■ **Data section**

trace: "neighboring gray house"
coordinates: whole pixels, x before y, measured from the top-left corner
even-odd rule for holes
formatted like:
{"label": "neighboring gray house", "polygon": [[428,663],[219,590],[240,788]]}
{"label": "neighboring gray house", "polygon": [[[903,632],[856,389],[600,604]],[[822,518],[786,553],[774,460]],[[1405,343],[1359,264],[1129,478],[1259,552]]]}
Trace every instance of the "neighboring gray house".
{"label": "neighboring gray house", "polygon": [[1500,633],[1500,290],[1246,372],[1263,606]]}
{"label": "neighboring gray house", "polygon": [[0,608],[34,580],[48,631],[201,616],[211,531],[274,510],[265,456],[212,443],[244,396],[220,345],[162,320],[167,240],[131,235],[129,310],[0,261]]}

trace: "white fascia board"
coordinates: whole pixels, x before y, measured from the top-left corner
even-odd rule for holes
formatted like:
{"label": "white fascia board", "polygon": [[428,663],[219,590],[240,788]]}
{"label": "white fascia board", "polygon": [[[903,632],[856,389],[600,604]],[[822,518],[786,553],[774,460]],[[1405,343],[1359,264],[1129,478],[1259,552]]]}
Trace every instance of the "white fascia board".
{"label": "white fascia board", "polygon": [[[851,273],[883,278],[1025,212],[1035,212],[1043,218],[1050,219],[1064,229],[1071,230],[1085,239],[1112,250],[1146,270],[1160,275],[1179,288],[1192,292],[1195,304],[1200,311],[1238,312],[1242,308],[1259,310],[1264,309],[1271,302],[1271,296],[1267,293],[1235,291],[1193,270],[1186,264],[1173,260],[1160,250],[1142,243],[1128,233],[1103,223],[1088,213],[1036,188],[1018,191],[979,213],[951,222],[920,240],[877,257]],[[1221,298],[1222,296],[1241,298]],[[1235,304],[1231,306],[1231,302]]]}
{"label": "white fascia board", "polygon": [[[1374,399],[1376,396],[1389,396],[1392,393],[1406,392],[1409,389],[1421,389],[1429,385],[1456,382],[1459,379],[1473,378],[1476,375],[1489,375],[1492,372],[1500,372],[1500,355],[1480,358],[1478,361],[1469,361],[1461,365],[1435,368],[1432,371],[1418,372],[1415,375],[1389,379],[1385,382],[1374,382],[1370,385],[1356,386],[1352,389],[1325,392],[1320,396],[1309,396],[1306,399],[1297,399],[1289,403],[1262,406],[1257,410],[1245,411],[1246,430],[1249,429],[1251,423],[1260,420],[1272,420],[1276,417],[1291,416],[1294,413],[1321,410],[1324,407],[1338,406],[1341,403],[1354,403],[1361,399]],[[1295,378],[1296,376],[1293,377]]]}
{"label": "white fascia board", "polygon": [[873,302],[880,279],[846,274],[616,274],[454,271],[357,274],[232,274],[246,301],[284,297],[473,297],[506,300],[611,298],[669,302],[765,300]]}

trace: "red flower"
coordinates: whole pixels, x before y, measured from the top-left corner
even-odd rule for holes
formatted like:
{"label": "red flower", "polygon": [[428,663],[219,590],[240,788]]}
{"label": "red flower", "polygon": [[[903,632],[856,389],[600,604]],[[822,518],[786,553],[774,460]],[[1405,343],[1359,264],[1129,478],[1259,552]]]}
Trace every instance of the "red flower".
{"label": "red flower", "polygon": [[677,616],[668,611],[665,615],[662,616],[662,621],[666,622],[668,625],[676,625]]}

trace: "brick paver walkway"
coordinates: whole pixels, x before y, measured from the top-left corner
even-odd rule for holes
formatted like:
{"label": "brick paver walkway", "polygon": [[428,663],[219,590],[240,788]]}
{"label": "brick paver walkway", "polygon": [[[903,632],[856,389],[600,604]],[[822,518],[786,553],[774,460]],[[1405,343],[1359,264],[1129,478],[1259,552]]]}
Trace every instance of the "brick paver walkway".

■ **Assigned task**
The response must contain every entry, each one identical to the original.

■ **Answer**
trace: "neighboring gray house"
coordinates: whole pixels, x before y, measured from the top-left corner
even-odd rule for holes
formatted like:
{"label": "neighboring gray house", "polygon": [[428,663],[219,590],[240,788]]}
{"label": "neighboring gray house", "polygon": [[[903,632],[856,389],[600,604]],[[822,518],[786,553],[774,460]],[[1405,343],[1359,264],[1129,478],[1259,552]]]}
Trace every instance of the "neighboring gray house".
{"label": "neighboring gray house", "polygon": [[1500,633],[1500,290],[1246,372],[1263,606]]}
{"label": "neighboring gray house", "polygon": [[0,608],[34,580],[48,631],[201,616],[211,531],[274,510],[265,456],[212,443],[244,396],[220,345],[162,320],[167,240],[131,235],[129,310],[0,261]]}

trace: "white fascia board"
coordinates: whole pixels, x before y, measured from the top-left corner
even-odd rule for holes
formatted like:
{"label": "white fascia board", "polygon": [[428,663],[219,590],[240,788]]}
{"label": "white fascia board", "polygon": [[[903,632],[856,389],[600,604]],[[822,518],[786,553],[774,460]],[[1405,343],[1359,264],[1129,478],[1259,552]]]}
Trace every instance of the "white fascia board".
{"label": "white fascia board", "polygon": [[[851,273],[883,278],[1025,212],[1035,212],[1043,218],[1050,219],[1064,229],[1071,230],[1085,239],[1112,250],[1146,270],[1160,275],[1179,288],[1192,292],[1195,304],[1200,311],[1238,312],[1242,308],[1259,310],[1264,309],[1271,302],[1271,296],[1267,293],[1235,291],[1193,270],[1186,264],[1173,260],[1160,250],[1142,243],[1128,233],[1103,223],[1088,213],[1036,188],[1018,191],[979,213],[951,222],[920,240],[877,257]],[[1221,298],[1222,296],[1241,298]],[[1235,304],[1231,306],[1231,302]]]}
{"label": "white fascia board", "polygon": [[[1374,399],[1376,396],[1389,396],[1392,393],[1406,392],[1409,389],[1421,389],[1429,385],[1456,382],[1459,379],[1473,378],[1476,375],[1489,375],[1492,372],[1500,372],[1500,355],[1480,358],[1478,361],[1469,361],[1461,365],[1435,368],[1432,371],[1418,372],[1415,375],[1389,379],[1385,382],[1374,382],[1370,385],[1356,386],[1352,389],[1325,392],[1320,396],[1309,396],[1306,399],[1297,399],[1289,403],[1262,406],[1257,410],[1245,411],[1246,430],[1249,429],[1251,423],[1260,420],[1272,420],[1276,417],[1291,416],[1294,413],[1321,410],[1324,407],[1338,406],[1341,403],[1354,403],[1361,399]],[[1295,378],[1296,376],[1293,377]]]}
{"label": "white fascia board", "polygon": [[873,302],[880,279],[846,274],[616,274],[454,271],[357,274],[232,274],[246,301],[284,297],[473,297],[506,300],[611,298],[669,302],[765,300]]}

trace: "red flower"
coordinates: whole pixels, x before y, measured from the top-left corner
even-odd rule for holes
formatted like:
{"label": "red flower", "polygon": [[428,663],[219,590],[240,788]]}
{"label": "red flower", "polygon": [[[903,632],[856,389],[600,604]],[[822,518],[786,553],[774,460]],[[1405,343],[1359,264],[1129,478],[1259,552]]]}
Trace every instance of the "red flower".
{"label": "red flower", "polygon": [[677,616],[668,611],[665,615],[662,616],[662,621],[666,622],[668,625],[676,625]]}

trace: "brick paver walkway"
coordinates: whole pixels, x before y, measured from the top-left corner
even-odd rule for holes
formatted like:
{"label": "brick paver walkway", "polygon": [[428,663],[219,590],[240,788]]}
{"label": "brick paver walkway", "polygon": [[[903,632],[856,389],[600,604]],[[822,518],[786,553],[774,460]],[[1405,343],[1359,264],[1129,478],[1259,552]]]}
Trace every instance of the "brick paver walkway".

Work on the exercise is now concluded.